* [TASK DIRECTIONS]: In the data below, locate each line with the word "foliage" and list it.

[Image-grounded pointing data]
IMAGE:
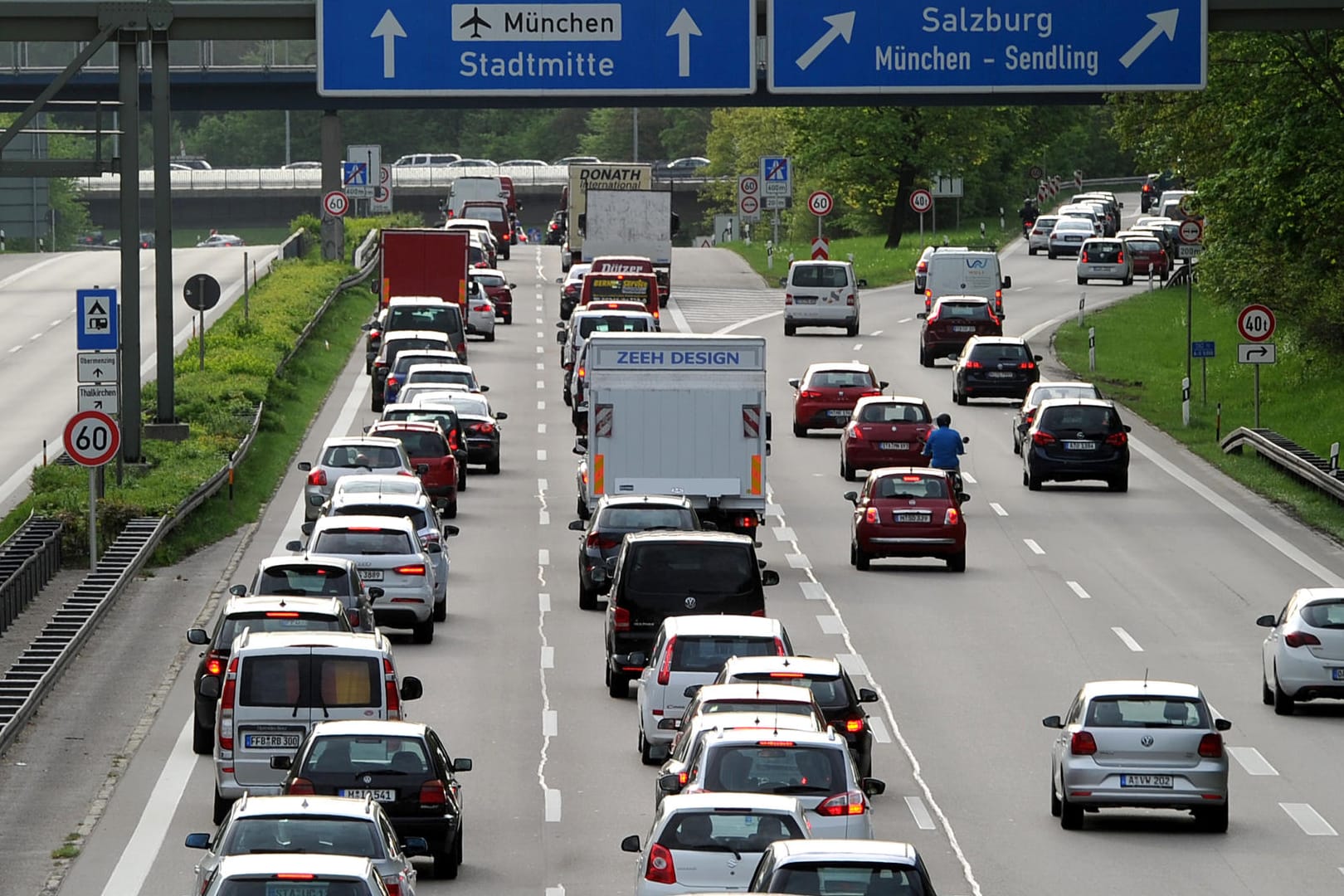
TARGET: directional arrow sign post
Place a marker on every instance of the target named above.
(621, 47)
(1011, 46)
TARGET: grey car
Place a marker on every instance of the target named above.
(387, 551)
(1151, 744)
(314, 825)
(351, 455)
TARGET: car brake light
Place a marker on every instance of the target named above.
(665, 670)
(301, 787)
(660, 869)
(851, 802)
(433, 793)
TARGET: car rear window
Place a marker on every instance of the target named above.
(1147, 712)
(745, 832)
(327, 835)
(791, 770)
(821, 275)
(362, 540)
(309, 680)
(709, 653)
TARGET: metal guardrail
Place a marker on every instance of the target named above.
(28, 559)
(1308, 466)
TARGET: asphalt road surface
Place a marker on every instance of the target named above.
(1068, 585)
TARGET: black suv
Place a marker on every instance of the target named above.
(670, 574)
(617, 516)
(993, 367)
(1073, 440)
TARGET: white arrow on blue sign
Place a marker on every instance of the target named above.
(1018, 46)
(95, 320)
(441, 49)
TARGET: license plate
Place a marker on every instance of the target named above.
(385, 796)
(1146, 781)
(272, 742)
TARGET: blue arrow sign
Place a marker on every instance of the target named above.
(986, 46)
(95, 320)
(631, 47)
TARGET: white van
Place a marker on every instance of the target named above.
(279, 685)
(956, 270)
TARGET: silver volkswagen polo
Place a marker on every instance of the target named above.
(1152, 744)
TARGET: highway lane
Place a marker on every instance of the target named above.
(38, 344)
(553, 794)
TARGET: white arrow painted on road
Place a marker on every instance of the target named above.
(841, 26)
(388, 28)
(1164, 22)
(684, 28)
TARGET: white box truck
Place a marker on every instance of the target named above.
(679, 414)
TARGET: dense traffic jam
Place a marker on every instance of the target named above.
(763, 758)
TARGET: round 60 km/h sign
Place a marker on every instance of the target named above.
(821, 203)
(1255, 323)
(91, 438)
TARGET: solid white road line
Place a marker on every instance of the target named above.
(919, 813)
(1127, 638)
(1252, 761)
(1307, 818)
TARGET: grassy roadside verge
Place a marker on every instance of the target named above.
(871, 261)
(1142, 360)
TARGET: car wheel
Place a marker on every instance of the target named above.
(1283, 704)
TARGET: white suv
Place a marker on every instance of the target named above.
(689, 652)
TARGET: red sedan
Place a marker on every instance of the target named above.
(825, 395)
(886, 430)
(908, 512)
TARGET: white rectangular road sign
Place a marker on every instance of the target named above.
(95, 367)
(1257, 353)
(99, 398)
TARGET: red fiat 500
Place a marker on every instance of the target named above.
(908, 512)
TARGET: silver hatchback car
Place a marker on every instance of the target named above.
(1151, 744)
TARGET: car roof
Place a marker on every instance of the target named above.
(722, 625)
(1136, 687)
(840, 850)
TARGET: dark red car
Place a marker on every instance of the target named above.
(908, 512)
(425, 444)
(827, 392)
(953, 320)
(498, 289)
(886, 430)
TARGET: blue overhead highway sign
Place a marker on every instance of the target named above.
(986, 46)
(440, 49)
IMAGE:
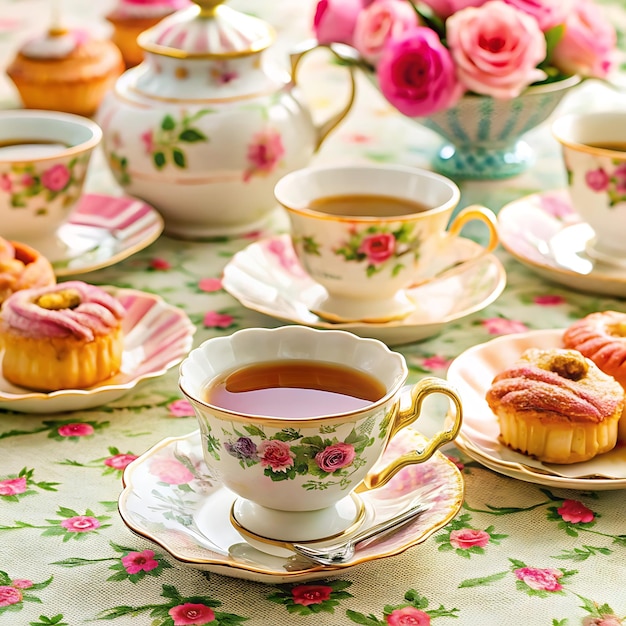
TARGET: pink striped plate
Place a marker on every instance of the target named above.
(104, 230)
(157, 336)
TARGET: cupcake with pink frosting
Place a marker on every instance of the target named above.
(65, 336)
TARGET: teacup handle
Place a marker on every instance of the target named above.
(342, 53)
(407, 416)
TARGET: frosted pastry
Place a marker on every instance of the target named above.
(22, 267)
(601, 337)
(68, 336)
(556, 406)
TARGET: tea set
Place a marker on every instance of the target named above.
(209, 139)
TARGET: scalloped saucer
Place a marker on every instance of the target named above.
(472, 372)
(543, 232)
(157, 336)
(267, 277)
(170, 499)
(102, 231)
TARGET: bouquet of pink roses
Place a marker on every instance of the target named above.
(427, 54)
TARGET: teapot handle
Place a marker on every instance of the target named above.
(350, 58)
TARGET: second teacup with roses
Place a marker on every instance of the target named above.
(369, 233)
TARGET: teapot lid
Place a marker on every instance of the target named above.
(207, 29)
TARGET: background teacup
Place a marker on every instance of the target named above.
(367, 233)
(44, 156)
(594, 153)
(295, 467)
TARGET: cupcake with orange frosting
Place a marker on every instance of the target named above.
(66, 336)
(557, 406)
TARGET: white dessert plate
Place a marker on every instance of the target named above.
(103, 230)
(543, 232)
(472, 373)
(157, 336)
(170, 499)
(267, 277)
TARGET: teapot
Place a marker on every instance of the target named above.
(205, 126)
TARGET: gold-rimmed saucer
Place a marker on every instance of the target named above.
(170, 499)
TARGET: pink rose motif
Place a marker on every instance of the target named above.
(12, 486)
(209, 285)
(496, 48)
(408, 616)
(191, 614)
(335, 456)
(56, 178)
(213, 319)
(378, 23)
(416, 74)
(598, 180)
(181, 408)
(310, 594)
(120, 461)
(334, 20)
(468, 538)
(80, 524)
(548, 13)
(588, 43)
(22, 583)
(378, 248)
(276, 454)
(76, 429)
(264, 153)
(135, 562)
(170, 471)
(9, 595)
(575, 512)
(500, 326)
(546, 579)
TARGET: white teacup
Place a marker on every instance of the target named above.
(44, 156)
(594, 153)
(297, 461)
(367, 233)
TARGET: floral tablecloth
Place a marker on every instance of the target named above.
(517, 552)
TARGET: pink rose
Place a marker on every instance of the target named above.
(468, 538)
(588, 43)
(335, 456)
(310, 594)
(80, 524)
(12, 486)
(408, 616)
(575, 512)
(378, 248)
(189, 614)
(416, 74)
(56, 177)
(334, 20)
(548, 13)
(541, 579)
(378, 23)
(276, 454)
(496, 49)
(598, 180)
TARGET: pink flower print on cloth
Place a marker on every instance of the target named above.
(264, 153)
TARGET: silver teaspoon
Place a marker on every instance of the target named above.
(340, 553)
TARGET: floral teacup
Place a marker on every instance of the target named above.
(594, 153)
(297, 478)
(366, 261)
(44, 156)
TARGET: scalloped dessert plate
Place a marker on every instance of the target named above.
(472, 372)
(267, 277)
(170, 498)
(157, 336)
(103, 230)
(543, 232)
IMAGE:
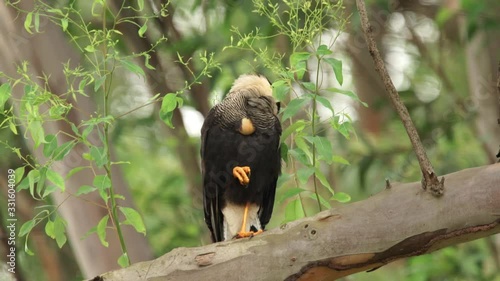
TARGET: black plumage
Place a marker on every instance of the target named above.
(241, 131)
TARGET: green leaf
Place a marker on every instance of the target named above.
(284, 152)
(322, 200)
(293, 107)
(37, 22)
(299, 155)
(147, 57)
(133, 67)
(98, 82)
(297, 126)
(27, 227)
(84, 189)
(19, 173)
(75, 170)
(49, 229)
(143, 29)
(140, 4)
(347, 93)
(33, 178)
(5, 93)
(289, 193)
(293, 210)
(41, 182)
(322, 179)
(99, 156)
(63, 150)
(27, 22)
(24, 184)
(298, 57)
(303, 174)
(340, 160)
(101, 230)
(64, 24)
(337, 68)
(56, 179)
(133, 218)
(298, 61)
(324, 148)
(12, 127)
(60, 231)
(48, 190)
(326, 103)
(344, 128)
(123, 260)
(90, 48)
(102, 182)
(323, 50)
(168, 104)
(50, 145)
(309, 86)
(37, 133)
(341, 197)
(55, 11)
(303, 146)
(281, 89)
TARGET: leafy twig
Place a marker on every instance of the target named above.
(430, 179)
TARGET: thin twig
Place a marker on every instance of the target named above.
(429, 180)
(498, 91)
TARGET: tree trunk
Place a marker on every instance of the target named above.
(399, 222)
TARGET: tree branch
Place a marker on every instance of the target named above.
(396, 223)
(498, 91)
(430, 179)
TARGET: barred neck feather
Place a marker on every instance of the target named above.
(249, 97)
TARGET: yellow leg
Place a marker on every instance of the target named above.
(243, 233)
(242, 173)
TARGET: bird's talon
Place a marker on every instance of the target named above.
(245, 234)
(242, 173)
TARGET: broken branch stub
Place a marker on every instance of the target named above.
(430, 180)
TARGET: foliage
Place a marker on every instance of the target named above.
(102, 56)
(304, 143)
(314, 142)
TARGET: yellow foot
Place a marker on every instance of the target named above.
(243, 234)
(242, 173)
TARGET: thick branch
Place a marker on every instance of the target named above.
(399, 222)
(430, 179)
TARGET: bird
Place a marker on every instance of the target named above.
(241, 162)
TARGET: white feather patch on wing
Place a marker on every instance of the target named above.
(233, 219)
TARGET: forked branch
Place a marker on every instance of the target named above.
(430, 180)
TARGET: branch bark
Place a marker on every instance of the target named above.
(399, 222)
(430, 180)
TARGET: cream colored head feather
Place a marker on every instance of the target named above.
(257, 83)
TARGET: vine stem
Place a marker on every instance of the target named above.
(107, 166)
(430, 180)
(313, 129)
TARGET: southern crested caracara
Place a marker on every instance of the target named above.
(241, 160)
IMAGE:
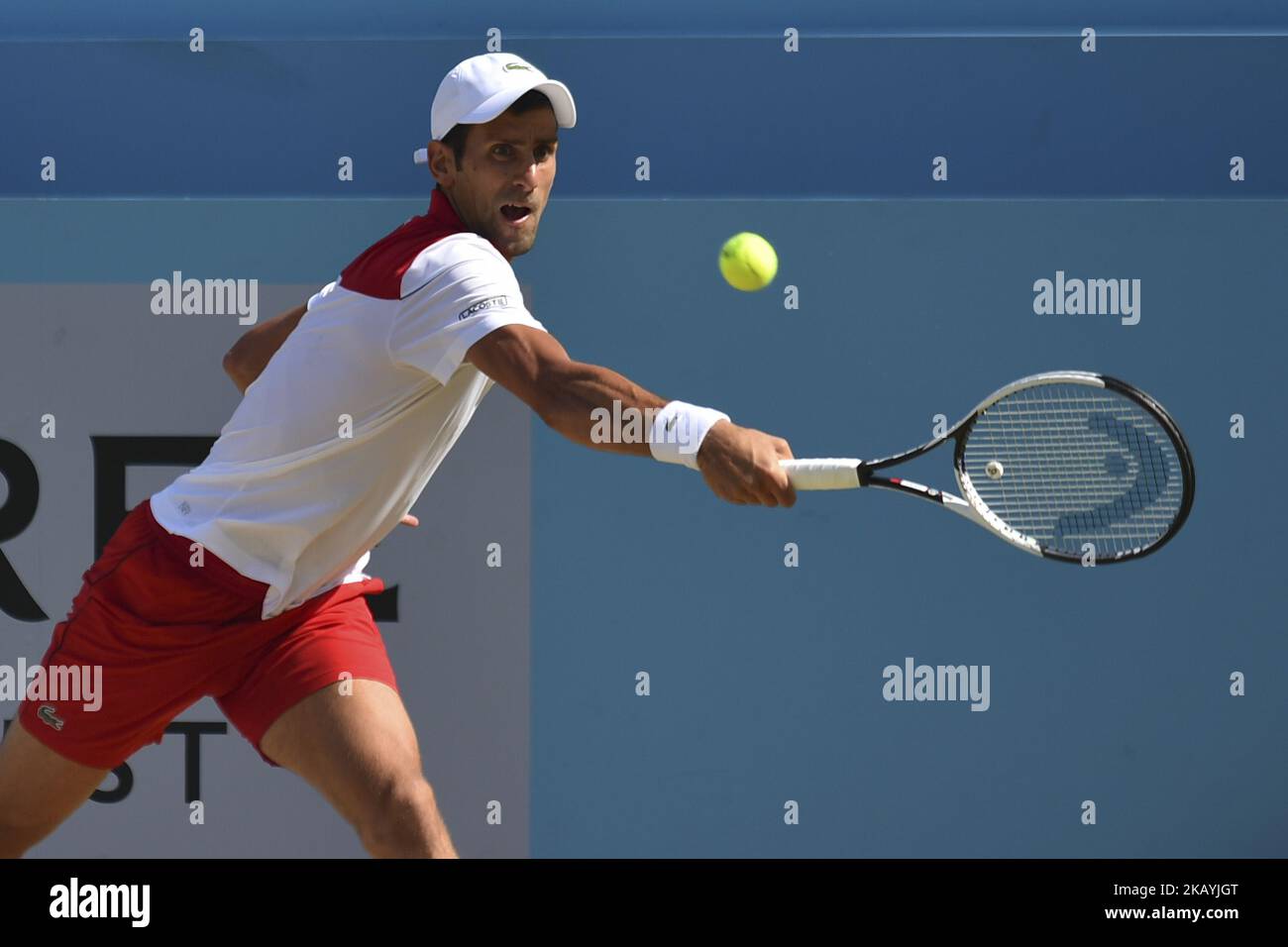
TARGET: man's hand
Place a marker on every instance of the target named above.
(741, 466)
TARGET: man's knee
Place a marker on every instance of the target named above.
(403, 821)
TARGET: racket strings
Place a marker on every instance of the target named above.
(1077, 464)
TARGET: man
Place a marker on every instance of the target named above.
(244, 579)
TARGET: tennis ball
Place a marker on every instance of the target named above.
(748, 262)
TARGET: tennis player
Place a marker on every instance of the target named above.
(244, 579)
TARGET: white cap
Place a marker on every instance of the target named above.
(482, 86)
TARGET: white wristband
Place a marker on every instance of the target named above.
(678, 432)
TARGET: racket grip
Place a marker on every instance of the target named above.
(823, 474)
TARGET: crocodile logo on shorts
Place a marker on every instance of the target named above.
(47, 714)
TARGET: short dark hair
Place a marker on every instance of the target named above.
(456, 138)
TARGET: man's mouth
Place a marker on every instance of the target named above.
(515, 213)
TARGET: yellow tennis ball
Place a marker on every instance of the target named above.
(748, 262)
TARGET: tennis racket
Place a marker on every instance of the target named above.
(1051, 463)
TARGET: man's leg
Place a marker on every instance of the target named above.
(39, 789)
(360, 751)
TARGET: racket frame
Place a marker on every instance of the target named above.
(971, 506)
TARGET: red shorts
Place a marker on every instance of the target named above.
(166, 634)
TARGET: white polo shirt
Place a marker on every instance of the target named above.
(334, 442)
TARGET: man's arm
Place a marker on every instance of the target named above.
(739, 464)
(249, 355)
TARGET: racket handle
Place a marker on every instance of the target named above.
(823, 474)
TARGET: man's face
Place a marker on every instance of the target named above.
(509, 163)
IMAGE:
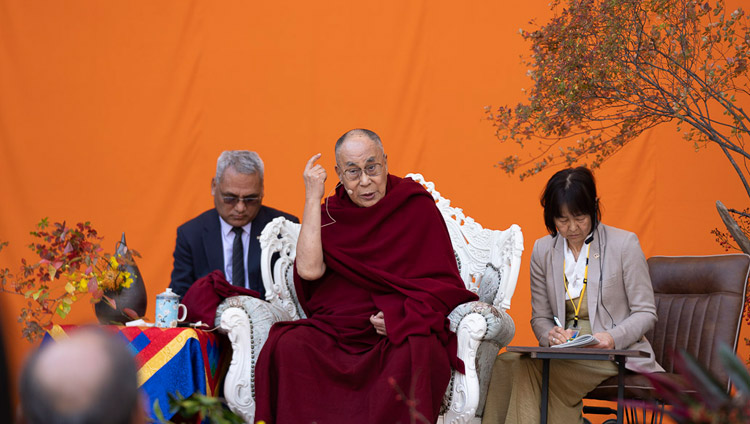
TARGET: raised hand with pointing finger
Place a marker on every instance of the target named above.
(315, 177)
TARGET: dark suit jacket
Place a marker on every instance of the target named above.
(198, 250)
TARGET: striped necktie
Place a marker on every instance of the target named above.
(238, 259)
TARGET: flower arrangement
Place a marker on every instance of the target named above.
(71, 264)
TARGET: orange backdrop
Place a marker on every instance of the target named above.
(114, 112)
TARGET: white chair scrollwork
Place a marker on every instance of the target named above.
(488, 260)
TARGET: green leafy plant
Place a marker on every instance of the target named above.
(71, 263)
(204, 408)
(699, 398)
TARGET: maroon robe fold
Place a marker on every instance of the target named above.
(396, 257)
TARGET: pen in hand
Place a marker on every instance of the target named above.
(557, 322)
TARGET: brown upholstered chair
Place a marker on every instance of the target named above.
(699, 304)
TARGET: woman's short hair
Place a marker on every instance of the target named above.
(574, 188)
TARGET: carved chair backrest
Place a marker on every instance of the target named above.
(488, 260)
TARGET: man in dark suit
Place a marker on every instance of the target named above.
(226, 237)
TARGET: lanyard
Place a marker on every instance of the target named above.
(577, 309)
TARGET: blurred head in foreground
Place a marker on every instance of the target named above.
(90, 377)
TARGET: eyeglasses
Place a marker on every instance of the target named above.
(371, 170)
(249, 200)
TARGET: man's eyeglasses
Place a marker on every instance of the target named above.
(371, 170)
(249, 200)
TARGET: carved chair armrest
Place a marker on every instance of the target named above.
(500, 327)
(481, 330)
(246, 321)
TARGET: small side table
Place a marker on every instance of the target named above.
(547, 353)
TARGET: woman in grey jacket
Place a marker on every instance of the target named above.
(586, 278)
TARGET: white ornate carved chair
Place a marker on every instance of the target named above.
(488, 260)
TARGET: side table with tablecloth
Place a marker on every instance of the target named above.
(169, 360)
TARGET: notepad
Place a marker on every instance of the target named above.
(580, 341)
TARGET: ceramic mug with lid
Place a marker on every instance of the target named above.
(167, 309)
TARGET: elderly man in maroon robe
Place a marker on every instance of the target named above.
(377, 277)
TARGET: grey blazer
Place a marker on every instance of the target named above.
(620, 301)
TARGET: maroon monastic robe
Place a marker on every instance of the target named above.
(396, 257)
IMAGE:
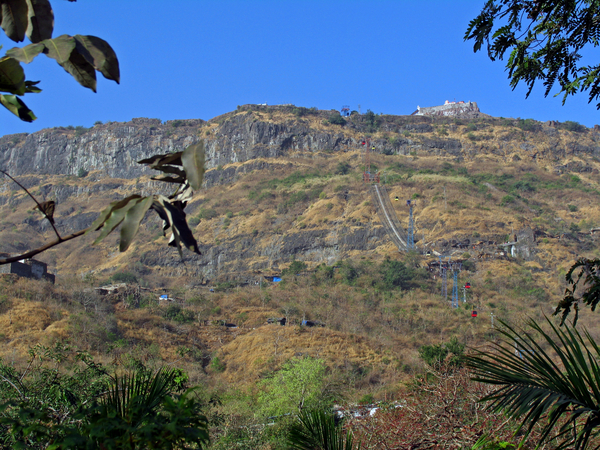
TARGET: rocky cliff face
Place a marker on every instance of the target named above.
(253, 143)
(255, 132)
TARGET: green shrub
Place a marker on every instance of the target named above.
(372, 120)
(435, 355)
(217, 365)
(342, 168)
(528, 125)
(124, 277)
(207, 213)
(395, 274)
(336, 119)
(178, 314)
(507, 199)
(575, 127)
(294, 268)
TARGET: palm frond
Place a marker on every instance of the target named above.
(137, 394)
(532, 387)
(317, 430)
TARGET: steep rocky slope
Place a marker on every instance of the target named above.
(284, 183)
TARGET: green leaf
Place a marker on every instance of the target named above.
(27, 53)
(131, 224)
(40, 20)
(12, 76)
(16, 106)
(31, 87)
(112, 216)
(59, 48)
(47, 208)
(14, 18)
(100, 55)
(81, 70)
(160, 160)
(192, 160)
(174, 220)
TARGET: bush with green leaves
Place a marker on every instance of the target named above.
(545, 379)
(342, 168)
(318, 429)
(299, 384)
(47, 406)
(574, 127)
(336, 119)
(178, 314)
(395, 274)
(124, 277)
(294, 268)
(437, 355)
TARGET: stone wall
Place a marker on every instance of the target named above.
(468, 109)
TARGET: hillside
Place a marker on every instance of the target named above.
(284, 184)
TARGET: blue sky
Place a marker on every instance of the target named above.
(186, 59)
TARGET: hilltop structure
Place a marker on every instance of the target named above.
(452, 109)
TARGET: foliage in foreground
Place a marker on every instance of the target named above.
(44, 408)
(316, 430)
(546, 40)
(534, 390)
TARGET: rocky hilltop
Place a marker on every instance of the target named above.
(284, 183)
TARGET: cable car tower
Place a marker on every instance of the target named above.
(369, 177)
(444, 276)
(410, 242)
(454, 288)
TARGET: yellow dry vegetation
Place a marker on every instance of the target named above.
(266, 347)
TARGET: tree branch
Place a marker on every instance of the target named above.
(36, 202)
(42, 248)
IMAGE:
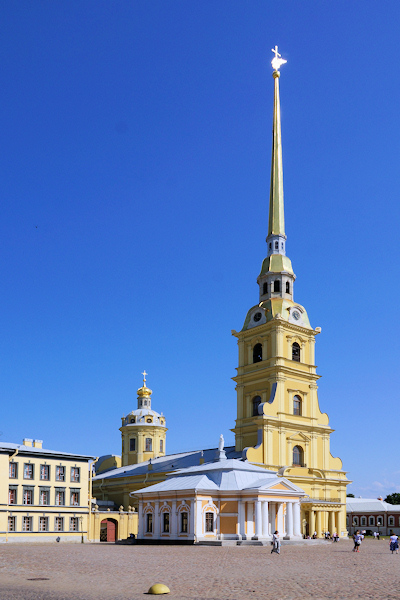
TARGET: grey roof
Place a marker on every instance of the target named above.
(170, 462)
(370, 505)
(224, 475)
(10, 447)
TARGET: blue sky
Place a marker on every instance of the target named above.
(134, 158)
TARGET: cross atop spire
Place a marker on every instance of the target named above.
(277, 61)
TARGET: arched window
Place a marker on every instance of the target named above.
(256, 404)
(257, 353)
(298, 456)
(297, 405)
(296, 352)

* [ANSWER SPACE]:
TARGET: foliage
TARGET: foliage in foreground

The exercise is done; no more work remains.